• **Dataset excerpts**
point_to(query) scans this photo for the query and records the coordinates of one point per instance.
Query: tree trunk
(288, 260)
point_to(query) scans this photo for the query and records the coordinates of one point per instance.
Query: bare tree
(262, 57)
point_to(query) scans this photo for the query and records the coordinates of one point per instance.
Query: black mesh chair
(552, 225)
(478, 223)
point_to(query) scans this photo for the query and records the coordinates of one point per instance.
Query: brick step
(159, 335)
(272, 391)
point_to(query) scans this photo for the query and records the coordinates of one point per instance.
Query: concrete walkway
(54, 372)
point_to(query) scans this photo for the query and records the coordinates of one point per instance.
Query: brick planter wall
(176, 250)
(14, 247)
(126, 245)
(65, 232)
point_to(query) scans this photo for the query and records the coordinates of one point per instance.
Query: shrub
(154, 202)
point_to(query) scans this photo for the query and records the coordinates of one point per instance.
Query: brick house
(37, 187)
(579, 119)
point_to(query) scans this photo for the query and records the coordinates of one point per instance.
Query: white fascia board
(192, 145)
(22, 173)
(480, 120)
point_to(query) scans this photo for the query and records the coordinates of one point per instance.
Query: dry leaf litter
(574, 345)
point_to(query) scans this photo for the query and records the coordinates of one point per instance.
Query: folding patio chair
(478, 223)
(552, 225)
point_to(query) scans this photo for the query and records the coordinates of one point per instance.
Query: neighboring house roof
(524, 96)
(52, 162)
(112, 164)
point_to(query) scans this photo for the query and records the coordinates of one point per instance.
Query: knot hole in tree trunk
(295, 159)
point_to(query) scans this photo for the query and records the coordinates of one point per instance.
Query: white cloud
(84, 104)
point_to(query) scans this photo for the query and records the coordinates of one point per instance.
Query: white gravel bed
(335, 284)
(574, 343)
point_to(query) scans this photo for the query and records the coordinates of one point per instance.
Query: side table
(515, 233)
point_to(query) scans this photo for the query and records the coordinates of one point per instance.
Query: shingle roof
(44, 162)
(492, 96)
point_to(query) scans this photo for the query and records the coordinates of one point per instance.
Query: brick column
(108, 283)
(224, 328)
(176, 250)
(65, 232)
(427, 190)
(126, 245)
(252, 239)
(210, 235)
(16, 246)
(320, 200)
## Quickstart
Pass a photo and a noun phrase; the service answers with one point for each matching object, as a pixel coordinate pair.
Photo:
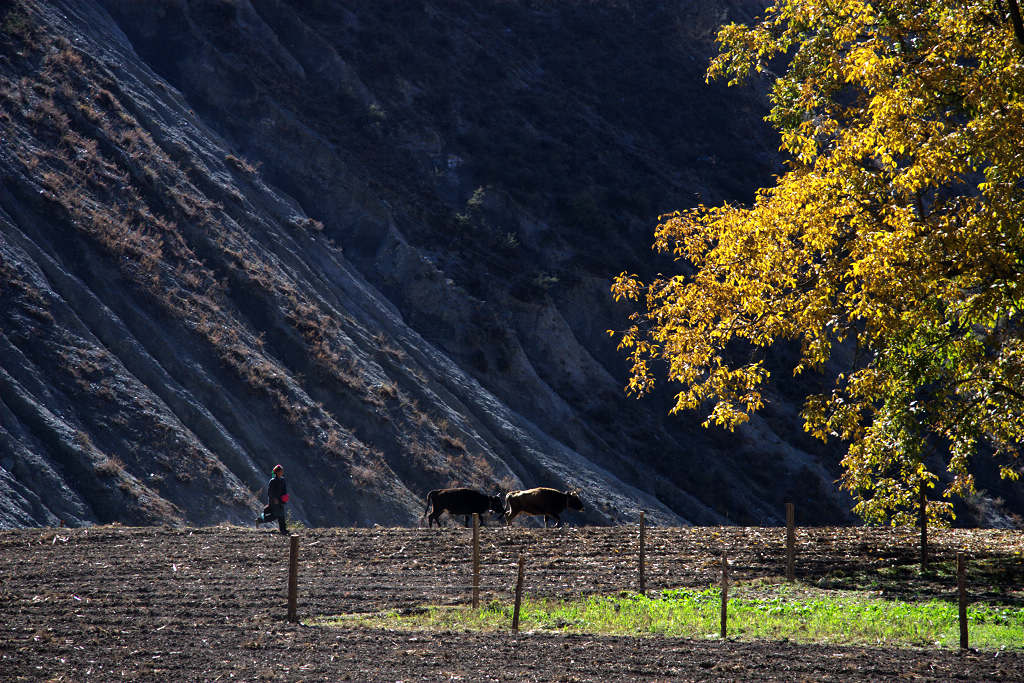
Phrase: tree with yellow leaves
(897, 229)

• **Try it**
Every word of the data should be reproduced exactly; please omit any pictures.

• **Solution for this problem**
point_to(query) scans this photo for the query and records the coordinates of one point per instance.
Query: tree trunk
(288, 260)
point_to(query) scans this photo for the query and records the coordinates of one point per instance.
Query: bare tree
(262, 57)
point_to(query) scans this photo for the query and records the coordinates of one point per instance.
Query: black mesh chair
(552, 225)
(478, 223)
point_to(query) scans this photo for the query and records the coordinates of one point per instance.
Query: brick step
(159, 335)
(272, 391)
point_to(query) scans this photo for the query and records the coordinates of one point per instance.
Query: concrete walkway
(54, 372)
point_to(query) scans this photo for the query and records the coordinates of one point per instance.
Query: brick planter wall
(176, 250)
(14, 247)
(126, 245)
(65, 232)
point_to(query) scans this photo for the query and records the coordinates of one point per instance.
Query: shrub
(154, 202)
point_to(query) scans this photo for the query and records the coordinates of one point per instance.
Query: brick house
(37, 187)
(579, 119)
point_to(query) scans this photo for the query and records the coordinates of one point per instance.
Query: white fascia board
(192, 145)
(22, 173)
(480, 120)
point_to(query) scans this photo for the query and records the coordinates of one point per instance.
Query: dry leaf litter
(574, 345)
point_to(query) scans this photo for the query and records the coordinates of one point per instance.
Query: folding patio chair
(478, 223)
(552, 225)
point_to(query) scans this photo for the query and records the coordinates of one point per instance.
Query: neighboring house roof
(524, 96)
(52, 162)
(112, 164)
point_to(query) scans this photo for the query and records the coordinates of one point per instance.
Query: knot hole in tree trunk
(295, 159)
point_to(query) scans this photo for the query and records the coordinates of one point per instance.
Query: white cloud
(84, 104)
point_to(query) scans this photo for the query and records the coordinates of one point per instance.
Query: white gravel bed
(335, 284)
(574, 343)
point_to(query) scans this photo for the query and records the coordinates of one point per instance.
Query: side table
(515, 233)
point_to(query) scans this photo for the query and records the coordinates of one point per instance.
Query: shingle roof
(44, 162)
(492, 96)
point_to(query) scans this photo for the query and records the coordinates of one point per instance.
Query: brick column
(108, 283)
(224, 328)
(176, 250)
(65, 232)
(427, 190)
(126, 245)
(252, 239)
(210, 235)
(16, 246)
(320, 200)
## Quickstart
Pass a photo and a noun phrase; the service answers with one point for each matching object, as a pixel coordinate pair.
Photo:
Phrase: tree with yellow leaves
(897, 229)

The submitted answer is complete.